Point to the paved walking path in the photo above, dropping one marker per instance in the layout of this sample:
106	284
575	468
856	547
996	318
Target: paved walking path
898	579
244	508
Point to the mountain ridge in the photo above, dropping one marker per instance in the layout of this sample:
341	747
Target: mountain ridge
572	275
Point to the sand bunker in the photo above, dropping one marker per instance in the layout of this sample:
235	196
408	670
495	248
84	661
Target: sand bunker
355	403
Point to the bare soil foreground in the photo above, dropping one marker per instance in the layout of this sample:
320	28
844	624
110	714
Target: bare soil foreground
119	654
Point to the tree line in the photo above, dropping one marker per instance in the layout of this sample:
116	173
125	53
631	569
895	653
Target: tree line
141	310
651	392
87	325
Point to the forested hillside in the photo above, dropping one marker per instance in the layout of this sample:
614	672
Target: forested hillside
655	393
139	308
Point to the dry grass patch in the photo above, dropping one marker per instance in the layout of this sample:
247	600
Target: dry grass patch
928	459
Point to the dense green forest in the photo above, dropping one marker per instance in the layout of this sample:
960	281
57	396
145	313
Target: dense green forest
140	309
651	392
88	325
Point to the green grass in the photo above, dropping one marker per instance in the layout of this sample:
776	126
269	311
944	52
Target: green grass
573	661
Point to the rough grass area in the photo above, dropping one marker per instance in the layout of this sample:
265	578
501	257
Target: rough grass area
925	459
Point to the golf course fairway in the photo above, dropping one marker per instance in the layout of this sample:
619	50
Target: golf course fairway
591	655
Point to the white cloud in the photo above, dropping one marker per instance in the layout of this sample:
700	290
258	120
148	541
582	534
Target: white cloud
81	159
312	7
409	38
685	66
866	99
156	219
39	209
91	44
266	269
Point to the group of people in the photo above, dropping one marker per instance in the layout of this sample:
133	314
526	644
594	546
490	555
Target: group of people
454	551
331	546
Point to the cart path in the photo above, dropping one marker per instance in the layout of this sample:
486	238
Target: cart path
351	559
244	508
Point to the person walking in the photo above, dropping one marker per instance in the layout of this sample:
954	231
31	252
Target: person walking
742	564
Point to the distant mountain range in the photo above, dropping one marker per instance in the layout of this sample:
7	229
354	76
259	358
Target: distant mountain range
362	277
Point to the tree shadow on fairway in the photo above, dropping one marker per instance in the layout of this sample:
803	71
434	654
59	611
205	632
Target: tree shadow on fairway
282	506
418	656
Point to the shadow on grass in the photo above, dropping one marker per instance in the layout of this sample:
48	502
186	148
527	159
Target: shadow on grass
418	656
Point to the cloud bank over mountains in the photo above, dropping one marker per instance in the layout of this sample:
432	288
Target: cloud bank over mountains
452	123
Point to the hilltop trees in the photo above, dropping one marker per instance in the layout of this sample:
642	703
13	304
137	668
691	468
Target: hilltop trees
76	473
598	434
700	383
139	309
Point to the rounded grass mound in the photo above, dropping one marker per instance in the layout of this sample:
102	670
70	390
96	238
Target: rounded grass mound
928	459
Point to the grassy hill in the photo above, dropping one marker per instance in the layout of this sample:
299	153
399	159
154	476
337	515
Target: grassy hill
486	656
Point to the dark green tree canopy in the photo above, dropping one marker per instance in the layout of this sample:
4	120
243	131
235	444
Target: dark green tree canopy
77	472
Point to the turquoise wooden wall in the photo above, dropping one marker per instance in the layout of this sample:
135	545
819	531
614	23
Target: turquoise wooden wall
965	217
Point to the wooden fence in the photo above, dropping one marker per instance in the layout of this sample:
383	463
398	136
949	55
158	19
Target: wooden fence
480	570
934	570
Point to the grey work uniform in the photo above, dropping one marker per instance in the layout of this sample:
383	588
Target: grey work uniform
------------
STATED PROBLEM —
Rewrite every line of the entries above as one numbered list, skipping any blank lines.

SOLUTION —
1. Point to the paved walking path in the photo above, dropping one marker per instance in the layout of this sample:
2. 106	284
3. 575	468
4. 856	547
5. 996	318
6. Target: paved walking path
7. 898	579
8. 244	508
9. Point to the mountain ridge in the photo above, dropping one marker per instance in the layout of this sample:
10. 341	747
11. Target: mountain ridge
12. 572	275
13. Point to the sand bunker in the photo above, dropping one marker per instance in the layout of this sample:
14. 235	196
15. 408	670
16. 495	248
17. 84	661
18. Target: sand bunker
19. 355	403
20. Point to the bare soil foreground in the photo above, dropping one marker per instance in the layout of this sample:
21. 320	28
22. 844	624
23. 110	714
24. Target: bare soil foreground
25. 119	654
26. Point to the tree line in the photo above, dropping one marker per instance in the layout of this sample:
27. 116	173
28. 125	53
29. 631	569
30. 895	653
31. Target: tree line
32. 141	310
33. 651	392
34. 87	325
35. Point to the forested hillside in the photo above, dropping one marker per instance in the layout of this sample:
36. 614	672
37. Target: forested hillside
38. 655	393
39. 139	308
40. Point to the dry grass patch in the photo above, dropping one marker per instance in the layout of this sample:
41. 247	600
42. Target: dry grass patch
43. 928	459
44. Point to the dense green forest in the photo above, dropping one marker per instance in the layout of this sample:
45. 960	281
46. 57	396
47. 145	313
48. Target: dense green forest
49. 140	309
50. 651	392
51. 88	325
52. Point to the green grass in the photo above, dropping one marker per instance in the layout of this sample:
53. 776	126
54. 269	311
55. 944	52
56. Target: green grass
57. 573	661
58. Point to the rough grass area in the photo above, dropping one marker per instance in the layout of this sample:
59. 265	578
60. 501	257
61. Target: rough grass area
62. 925	459
63. Point to the golf course fairway in the photo above, dropping one marker per instance in the layout of this sample:
64. 619	50
65. Target: golf course fairway
66. 591	655
67. Point to the white cloud in the photo above, dropping one marker per instance in the layout of this sample:
68. 700	290
69. 258	120
70. 148	541
71. 582	534
72. Target: white cloud
73. 81	159
74. 312	7
75. 409	38
76. 685	66
77. 866	99
78. 156	219
79. 39	209
80. 91	44
81. 266	269
82. Point to the group of people in the photo above, dropping one marker per instance in the layout of this sample:
83. 133	314
84. 526	644
85. 594	546
86. 490	555
87. Target: group of people
88. 454	551
89. 331	546
90. Point to the cart path in the photo above, dropping one marker per instance in the layout of this sample:
91. 486	238
92. Target: cart path
93. 351	559
94. 244	508
95. Point to the person walking in the photo above, dropping one marker per instance in the layout of this sample:
96. 954	231
97. 31	252
98. Target: person walking
99. 742	564
100. Point to the distant mountain range in the photo above, dropping one marker per instance in the layout of this sample:
101. 7	229
102. 354	76
103. 259	358
104. Target: distant mountain range
105. 362	277
106. Point to the tree shadow on fairway in the photo above, dropping one marker per instance in the layout of this sample:
107. 803	71
108. 434	654
109. 59	611
110. 205	632
111. Target: tree shadow on fairway
112. 282	506
113. 418	656
114. Point to the shadow on grass in the photo above, dropping one marker per instance in the layout of this sample:
115. 48	502
116. 186	148
117. 527	159
118. Target: shadow on grass
119. 418	656
120. Point to the cloud bank over mountains in the photo above, dropping one marker per instance in the layout of this sample:
121. 432	288
122. Target: cloud bank over mountains
123. 452	123
124. Point to the hilltop trees in the photo above, dropping one marker per instance in the layout of this sample:
125. 642	703
126. 13	304
127. 137	668
128. 691	468
129. Target: hilltop trees
130. 76	473
131. 598	434
132. 700	383
133. 139	309
134. Point to the rounded grass mound in the photo above, dropping one marker per instance in the layout of this sample:
135. 102	670
136. 70	390
137. 96	238
138. Target: rounded grass mound
139. 928	459
140. Point to the grassy hill in the photo above, dropping one marker per instance in the layout of this sample:
141. 299	153
142. 399	159
143. 154	476
144. 337	515
145. Target: grassy hill
146. 486	656
147. Point to the dark green tree canopy in the photo above, dropping one marker per instance in the layout of this sample:
148. 4	120
149. 243	131
150. 235	444
151. Target: dark green tree canopy
152. 77	472
153. Point to the turquoise wooden wall in the photo above, dropping one marker per instance in the layout of this sample:
154. 135	545
155. 819	531
156. 614	23
157. Target: turquoise wooden wall
158. 965	217
159. Point to the wooden fence in the photo above, dropping one marker per instance in the layout of this sample:
160. 383	463
161. 398	136
162. 949	55
163. 158	19
164. Target: wooden fence
165. 480	570
166. 934	570
167. Point to the grey work uniform in the photo above, dropping one marker per instance in the layout of this sample:
168. 383	588
169. Target: grey work uniform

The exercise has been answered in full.